**Referring expression pointing data:**
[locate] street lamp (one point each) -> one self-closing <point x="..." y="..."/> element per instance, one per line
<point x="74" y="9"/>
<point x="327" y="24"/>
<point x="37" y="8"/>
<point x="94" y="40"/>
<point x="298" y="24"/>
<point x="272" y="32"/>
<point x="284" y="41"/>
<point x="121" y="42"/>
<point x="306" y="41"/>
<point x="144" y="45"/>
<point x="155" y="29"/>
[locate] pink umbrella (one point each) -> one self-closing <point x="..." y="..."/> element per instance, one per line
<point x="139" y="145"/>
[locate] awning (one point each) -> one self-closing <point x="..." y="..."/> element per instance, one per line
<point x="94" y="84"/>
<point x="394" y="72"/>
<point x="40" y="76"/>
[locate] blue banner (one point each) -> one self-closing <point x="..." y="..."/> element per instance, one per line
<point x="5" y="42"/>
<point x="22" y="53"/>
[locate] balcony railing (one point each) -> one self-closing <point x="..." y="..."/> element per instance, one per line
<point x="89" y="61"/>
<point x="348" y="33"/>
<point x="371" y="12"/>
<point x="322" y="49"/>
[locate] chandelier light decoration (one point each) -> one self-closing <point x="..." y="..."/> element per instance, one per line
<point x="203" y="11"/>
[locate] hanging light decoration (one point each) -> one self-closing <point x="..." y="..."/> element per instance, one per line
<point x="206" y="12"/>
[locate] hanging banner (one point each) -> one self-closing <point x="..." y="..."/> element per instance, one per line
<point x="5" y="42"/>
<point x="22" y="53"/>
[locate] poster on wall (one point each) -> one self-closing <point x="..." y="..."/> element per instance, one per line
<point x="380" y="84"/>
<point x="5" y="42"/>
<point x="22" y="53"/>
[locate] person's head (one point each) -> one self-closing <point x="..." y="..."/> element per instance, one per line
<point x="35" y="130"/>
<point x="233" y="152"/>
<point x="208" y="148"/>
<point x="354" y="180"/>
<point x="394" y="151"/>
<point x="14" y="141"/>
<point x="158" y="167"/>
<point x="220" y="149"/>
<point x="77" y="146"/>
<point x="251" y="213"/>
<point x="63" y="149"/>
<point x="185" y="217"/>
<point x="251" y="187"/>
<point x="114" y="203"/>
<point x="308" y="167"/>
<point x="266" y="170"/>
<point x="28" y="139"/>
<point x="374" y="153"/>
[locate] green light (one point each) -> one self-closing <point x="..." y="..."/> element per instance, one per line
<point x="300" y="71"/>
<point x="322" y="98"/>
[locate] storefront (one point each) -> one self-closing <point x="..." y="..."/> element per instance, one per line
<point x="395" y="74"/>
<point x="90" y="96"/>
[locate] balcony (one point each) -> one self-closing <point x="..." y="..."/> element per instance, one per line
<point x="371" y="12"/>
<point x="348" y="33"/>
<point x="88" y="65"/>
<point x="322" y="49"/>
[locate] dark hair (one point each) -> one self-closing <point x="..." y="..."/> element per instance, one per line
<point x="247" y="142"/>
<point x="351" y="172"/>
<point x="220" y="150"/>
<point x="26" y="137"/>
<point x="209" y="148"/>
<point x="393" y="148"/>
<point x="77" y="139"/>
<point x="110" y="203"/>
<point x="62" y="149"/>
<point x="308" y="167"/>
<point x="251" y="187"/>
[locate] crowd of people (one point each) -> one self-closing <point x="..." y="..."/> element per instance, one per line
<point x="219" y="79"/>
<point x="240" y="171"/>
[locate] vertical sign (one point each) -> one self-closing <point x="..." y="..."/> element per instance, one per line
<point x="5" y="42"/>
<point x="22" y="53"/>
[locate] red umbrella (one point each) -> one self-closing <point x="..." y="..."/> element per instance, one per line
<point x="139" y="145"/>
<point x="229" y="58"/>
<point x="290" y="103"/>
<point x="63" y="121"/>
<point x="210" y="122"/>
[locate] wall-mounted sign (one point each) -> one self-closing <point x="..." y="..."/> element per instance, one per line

**TASK GOAL:**
Every record must be given again exactly as it was written.

**TASK ANSWER:**
[locate] street lamp (one point each) -> one self-closing <point x="..." y="..."/> element per instance, one per line
<point x="74" y="9"/>
<point x="327" y="24"/>
<point x="37" y="8"/>
<point x="94" y="40"/>
<point x="298" y="24"/>
<point x="272" y="32"/>
<point x="284" y="41"/>
<point x="121" y="42"/>
<point x="306" y="41"/>
<point x="144" y="45"/>
<point x="155" y="29"/>
[locate] pink umbrella (one point each) -> one self-closing <point x="..." y="..."/> element per instance, one per line
<point x="139" y="145"/>
[locate] awning (one point each) -> one self-closing <point x="..." y="..."/> element per instance, one per line
<point x="94" y="84"/>
<point x="394" y="72"/>
<point x="40" y="76"/>
[locate] blue banner (one point each) -> one self-closing <point x="..." y="..."/> element per instance, one per line
<point x="5" y="42"/>
<point x="22" y="53"/>
[locate] balcony railing (one point each) -> one self-closing <point x="..." y="..."/> element per instance, one per line
<point x="89" y="61"/>
<point x="348" y="33"/>
<point x="371" y="12"/>
<point x="322" y="49"/>
[locate] chandelier light decoration (one point each) -> one self-closing <point x="..." y="..."/> element per instance, one per line
<point x="203" y="11"/>
[locate] hanging light decoration (one point each) -> one self-closing <point x="..." y="..."/> element per instance, one per line
<point x="206" y="12"/>
[locate] hanging banner (one point each) -> one self-closing <point x="..." y="..."/> element per instance, one per line
<point x="5" y="42"/>
<point x="22" y="53"/>
[locate] poster on wall (one point each) -> one self-closing <point x="..." y="..."/> element per instance, one per line
<point x="380" y="84"/>
<point x="5" y="42"/>
<point x="22" y="53"/>
[locate] person's head (one point each) -> one self-closing <point x="..." y="..."/> element per instance, one per line
<point x="35" y="130"/>
<point x="233" y="152"/>
<point x="208" y="148"/>
<point x="354" y="180"/>
<point x="394" y="151"/>
<point x="14" y="141"/>
<point x="158" y="167"/>
<point x="220" y="149"/>
<point x="77" y="146"/>
<point x="251" y="213"/>
<point x="63" y="149"/>
<point x="185" y="217"/>
<point x="251" y="187"/>
<point x="114" y="203"/>
<point x="308" y="167"/>
<point x="266" y="170"/>
<point x="28" y="139"/>
<point x="374" y="153"/>
[locate] green light (one point each) -> one self-closing <point x="..." y="..."/> element per instance, one per line
<point x="300" y="71"/>
<point x="322" y="98"/>
[locate] storefront (one point each) -> one self-closing <point x="..." y="..."/> element per instance, one per line
<point x="395" y="74"/>
<point x="90" y="96"/>
[locate] balcony (one point each) -> one self-closing <point x="..." y="..."/> element per instance, one per line
<point x="371" y="12"/>
<point x="348" y="33"/>
<point x="88" y="65"/>
<point x="322" y="49"/>
[locate] dark hair (one point each) -> one self-closing <point x="..." y="..."/> element per instance, one per line
<point x="247" y="142"/>
<point x="351" y="172"/>
<point x="220" y="150"/>
<point x="26" y="137"/>
<point x="209" y="148"/>
<point x="393" y="148"/>
<point x="77" y="139"/>
<point x="110" y="203"/>
<point x="62" y="149"/>
<point x="308" y="167"/>
<point x="251" y="187"/>
[locate] crowd of people (one point each) -> one self-closing <point x="..." y="..."/> element per instance, one per line
<point x="219" y="79"/>
<point x="240" y="171"/>
[locate] vertical sign (one point each) -> one self-closing <point x="..." y="..."/> element per instance, one per line
<point x="5" y="42"/>
<point x="22" y="53"/>
[locate] red umbrella (one point each) -> one self-closing <point x="..." y="..."/> element per instance, one per line
<point x="139" y="145"/>
<point x="229" y="58"/>
<point x="290" y="103"/>
<point x="63" y="121"/>
<point x="210" y="122"/>
[locate] wall-mounted sign (one point each) -> one self-closing <point x="..." y="..."/> element per instance, one per line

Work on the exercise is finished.